> What the task asks: Everything from the line containing "Pest-scouting request: tag the dried" through the last line of the records must be returned verbatim, and nothing outside that range.
_ _ _
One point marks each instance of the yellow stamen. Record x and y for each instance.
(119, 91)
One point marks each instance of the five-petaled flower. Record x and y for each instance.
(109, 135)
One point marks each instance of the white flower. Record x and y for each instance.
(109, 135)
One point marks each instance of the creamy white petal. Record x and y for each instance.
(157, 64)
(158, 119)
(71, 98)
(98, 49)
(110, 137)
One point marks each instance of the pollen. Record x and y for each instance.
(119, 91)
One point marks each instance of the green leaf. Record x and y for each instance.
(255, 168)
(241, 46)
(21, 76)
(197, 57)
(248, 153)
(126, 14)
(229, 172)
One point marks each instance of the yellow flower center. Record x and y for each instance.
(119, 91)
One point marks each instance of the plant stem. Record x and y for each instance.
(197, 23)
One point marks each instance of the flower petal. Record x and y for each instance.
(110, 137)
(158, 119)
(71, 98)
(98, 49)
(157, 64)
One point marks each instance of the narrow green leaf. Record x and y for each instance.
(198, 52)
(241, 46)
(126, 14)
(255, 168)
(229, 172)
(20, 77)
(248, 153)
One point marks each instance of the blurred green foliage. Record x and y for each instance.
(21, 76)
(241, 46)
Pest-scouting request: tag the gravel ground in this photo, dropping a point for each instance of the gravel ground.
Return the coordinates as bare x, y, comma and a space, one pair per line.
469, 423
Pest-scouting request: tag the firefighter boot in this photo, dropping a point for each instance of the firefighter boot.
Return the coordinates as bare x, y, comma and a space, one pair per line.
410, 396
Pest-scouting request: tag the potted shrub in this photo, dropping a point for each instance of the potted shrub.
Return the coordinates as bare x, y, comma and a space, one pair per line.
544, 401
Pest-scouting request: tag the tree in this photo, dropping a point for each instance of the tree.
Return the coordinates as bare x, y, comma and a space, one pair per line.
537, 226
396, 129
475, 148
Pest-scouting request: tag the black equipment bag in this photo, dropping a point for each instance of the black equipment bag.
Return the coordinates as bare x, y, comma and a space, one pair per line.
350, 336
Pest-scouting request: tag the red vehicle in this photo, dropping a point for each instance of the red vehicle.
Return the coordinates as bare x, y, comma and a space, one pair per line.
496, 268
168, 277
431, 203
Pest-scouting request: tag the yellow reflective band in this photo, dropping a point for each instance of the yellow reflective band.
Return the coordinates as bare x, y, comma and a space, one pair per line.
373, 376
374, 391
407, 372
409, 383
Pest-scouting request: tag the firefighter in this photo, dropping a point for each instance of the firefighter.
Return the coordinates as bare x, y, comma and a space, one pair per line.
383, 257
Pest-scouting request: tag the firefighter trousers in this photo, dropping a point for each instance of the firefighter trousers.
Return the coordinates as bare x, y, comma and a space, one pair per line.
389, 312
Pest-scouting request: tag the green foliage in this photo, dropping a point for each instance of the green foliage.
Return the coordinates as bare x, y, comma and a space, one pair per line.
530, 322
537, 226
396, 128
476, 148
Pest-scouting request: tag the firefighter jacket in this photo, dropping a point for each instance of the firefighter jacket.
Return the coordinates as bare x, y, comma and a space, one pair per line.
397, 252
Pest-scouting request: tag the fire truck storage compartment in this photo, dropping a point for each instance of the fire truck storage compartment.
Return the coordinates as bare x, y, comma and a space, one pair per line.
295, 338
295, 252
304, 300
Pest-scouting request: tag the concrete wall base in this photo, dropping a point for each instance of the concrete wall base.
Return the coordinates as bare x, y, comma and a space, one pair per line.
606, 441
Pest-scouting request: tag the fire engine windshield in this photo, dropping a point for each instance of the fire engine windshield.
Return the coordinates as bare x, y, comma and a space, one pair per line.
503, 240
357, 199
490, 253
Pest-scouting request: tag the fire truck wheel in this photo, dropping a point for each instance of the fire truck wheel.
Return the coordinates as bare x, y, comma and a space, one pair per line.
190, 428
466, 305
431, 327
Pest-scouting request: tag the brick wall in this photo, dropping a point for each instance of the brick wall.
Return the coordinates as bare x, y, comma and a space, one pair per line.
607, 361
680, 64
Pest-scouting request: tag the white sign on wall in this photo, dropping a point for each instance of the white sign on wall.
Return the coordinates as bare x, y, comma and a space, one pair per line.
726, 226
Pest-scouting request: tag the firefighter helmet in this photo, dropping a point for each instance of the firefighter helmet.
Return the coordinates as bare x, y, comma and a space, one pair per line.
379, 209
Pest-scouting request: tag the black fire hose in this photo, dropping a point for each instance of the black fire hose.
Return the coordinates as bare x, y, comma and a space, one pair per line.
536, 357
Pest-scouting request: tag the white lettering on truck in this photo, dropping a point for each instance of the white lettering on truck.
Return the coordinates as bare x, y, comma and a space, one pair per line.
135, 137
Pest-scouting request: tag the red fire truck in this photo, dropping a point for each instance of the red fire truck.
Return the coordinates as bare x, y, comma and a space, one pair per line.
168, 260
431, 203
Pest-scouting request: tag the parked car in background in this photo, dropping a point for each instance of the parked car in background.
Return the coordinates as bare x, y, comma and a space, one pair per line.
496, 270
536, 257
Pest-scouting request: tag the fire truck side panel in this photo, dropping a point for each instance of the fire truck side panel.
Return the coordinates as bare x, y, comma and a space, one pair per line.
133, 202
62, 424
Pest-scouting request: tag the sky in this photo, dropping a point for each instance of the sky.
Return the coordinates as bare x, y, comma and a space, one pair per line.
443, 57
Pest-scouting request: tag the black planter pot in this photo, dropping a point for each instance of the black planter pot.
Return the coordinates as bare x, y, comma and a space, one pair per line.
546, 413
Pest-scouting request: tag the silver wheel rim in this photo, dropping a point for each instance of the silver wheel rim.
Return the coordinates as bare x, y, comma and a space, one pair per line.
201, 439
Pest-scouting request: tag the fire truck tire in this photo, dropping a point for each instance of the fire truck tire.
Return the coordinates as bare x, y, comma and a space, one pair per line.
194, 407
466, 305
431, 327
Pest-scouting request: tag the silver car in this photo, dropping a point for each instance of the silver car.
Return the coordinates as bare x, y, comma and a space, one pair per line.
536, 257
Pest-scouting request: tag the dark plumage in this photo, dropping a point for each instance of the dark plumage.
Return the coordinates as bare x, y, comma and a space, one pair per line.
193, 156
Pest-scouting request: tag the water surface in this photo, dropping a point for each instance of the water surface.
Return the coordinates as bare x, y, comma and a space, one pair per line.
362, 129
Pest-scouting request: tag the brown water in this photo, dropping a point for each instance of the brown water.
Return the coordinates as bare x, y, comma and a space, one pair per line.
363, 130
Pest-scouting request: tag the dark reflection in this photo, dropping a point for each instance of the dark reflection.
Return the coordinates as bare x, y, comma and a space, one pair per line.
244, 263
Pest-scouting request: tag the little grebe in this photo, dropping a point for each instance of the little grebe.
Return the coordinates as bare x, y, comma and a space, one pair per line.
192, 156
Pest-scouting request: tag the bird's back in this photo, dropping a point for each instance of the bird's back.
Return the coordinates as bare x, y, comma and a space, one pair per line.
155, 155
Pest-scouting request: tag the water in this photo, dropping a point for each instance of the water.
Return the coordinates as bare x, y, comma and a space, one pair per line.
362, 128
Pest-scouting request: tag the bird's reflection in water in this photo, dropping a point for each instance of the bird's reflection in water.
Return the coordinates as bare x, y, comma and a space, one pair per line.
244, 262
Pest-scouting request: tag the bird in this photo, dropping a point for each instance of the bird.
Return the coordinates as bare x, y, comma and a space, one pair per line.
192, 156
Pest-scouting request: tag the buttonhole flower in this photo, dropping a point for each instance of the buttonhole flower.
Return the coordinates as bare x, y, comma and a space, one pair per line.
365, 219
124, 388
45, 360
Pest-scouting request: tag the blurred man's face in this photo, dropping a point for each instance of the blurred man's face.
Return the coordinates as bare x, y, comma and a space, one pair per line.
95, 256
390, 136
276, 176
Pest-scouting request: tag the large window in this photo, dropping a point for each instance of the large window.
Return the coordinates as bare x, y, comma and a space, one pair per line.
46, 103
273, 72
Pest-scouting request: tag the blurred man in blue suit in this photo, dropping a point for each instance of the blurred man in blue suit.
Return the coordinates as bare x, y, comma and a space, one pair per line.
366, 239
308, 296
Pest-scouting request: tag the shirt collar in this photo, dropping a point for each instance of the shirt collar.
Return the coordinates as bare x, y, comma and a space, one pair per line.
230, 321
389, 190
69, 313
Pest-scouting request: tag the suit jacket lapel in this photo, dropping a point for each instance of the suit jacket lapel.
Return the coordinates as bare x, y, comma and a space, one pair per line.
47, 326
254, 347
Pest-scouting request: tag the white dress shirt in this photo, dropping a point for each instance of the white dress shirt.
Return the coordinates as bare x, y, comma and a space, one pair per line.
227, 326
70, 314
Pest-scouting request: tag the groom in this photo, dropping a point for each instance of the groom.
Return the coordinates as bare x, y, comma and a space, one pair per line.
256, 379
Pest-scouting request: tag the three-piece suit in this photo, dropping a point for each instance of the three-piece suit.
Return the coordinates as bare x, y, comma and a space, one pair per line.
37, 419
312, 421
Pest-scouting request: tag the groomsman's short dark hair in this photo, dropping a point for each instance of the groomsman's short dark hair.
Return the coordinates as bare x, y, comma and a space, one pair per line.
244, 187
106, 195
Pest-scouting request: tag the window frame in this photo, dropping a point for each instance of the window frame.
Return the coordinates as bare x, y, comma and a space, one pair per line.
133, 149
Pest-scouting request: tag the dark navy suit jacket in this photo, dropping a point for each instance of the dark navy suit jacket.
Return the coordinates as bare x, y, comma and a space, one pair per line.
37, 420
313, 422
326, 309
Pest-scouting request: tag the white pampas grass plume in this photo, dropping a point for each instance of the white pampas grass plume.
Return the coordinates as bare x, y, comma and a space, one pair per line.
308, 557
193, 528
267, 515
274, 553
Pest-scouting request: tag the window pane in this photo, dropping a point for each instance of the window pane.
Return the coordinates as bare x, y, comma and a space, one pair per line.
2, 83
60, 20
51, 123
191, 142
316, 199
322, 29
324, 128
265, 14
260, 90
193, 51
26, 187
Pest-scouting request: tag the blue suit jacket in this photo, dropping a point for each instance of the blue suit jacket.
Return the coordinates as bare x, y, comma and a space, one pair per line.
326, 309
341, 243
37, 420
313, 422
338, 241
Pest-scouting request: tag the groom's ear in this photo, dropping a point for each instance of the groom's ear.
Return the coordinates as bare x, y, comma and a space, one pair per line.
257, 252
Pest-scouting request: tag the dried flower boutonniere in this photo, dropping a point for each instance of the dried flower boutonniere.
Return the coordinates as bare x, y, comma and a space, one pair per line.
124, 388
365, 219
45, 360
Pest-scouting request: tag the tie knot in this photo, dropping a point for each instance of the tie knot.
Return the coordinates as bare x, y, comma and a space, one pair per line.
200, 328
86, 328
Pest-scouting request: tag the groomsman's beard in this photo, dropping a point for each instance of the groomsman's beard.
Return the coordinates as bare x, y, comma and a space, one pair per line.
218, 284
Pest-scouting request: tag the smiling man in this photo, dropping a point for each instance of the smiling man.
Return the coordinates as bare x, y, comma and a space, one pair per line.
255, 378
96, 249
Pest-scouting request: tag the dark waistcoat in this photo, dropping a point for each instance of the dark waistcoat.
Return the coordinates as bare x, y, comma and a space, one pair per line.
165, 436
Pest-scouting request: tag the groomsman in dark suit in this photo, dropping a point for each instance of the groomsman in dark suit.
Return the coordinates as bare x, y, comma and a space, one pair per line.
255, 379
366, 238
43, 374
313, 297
_ _ _
> Solved exercise:
Pest-scouting request: tag the dried flower boutonniere in this photo, dropping a point for each instance of the dried flower boutonniere.
Return the coordinates as bare x, y, comma and a space, one pair per line.
124, 388
365, 219
45, 360
Pest-scouting request: tag the tie knot in this photo, dropping a point for each instance of the tie knot.
Return the coordinates as bare x, y, comma and a space, one pair per line.
200, 328
86, 328
Pest-scouting request: tag the groomsman's beard in this photo, dropping a point for each instance of the groomsman's beard.
Return the coordinates as bare x, y, comma and a space, one pair per line.
218, 284
Pest-scouting request: tag the smiling man in this photo, dropping a point for each instance of the smiling man.
Return the coordinates as bare x, y, comma and a space, one pair per line.
255, 378
96, 249
Pest-scouting request: tag the dark waistcoat in this photo, dropping a point for each instance of the dark waistcoat.
Return the coordinates as bare x, y, comma and a space, one pair per line.
165, 436
Pest-scouting request: tag the groomsman in dark suit in this photo, dropping a point for each instance of the groomsman in dark suit.
Return the coordinates as bare x, y, comma and a space, one pair per line.
255, 379
366, 238
43, 374
313, 297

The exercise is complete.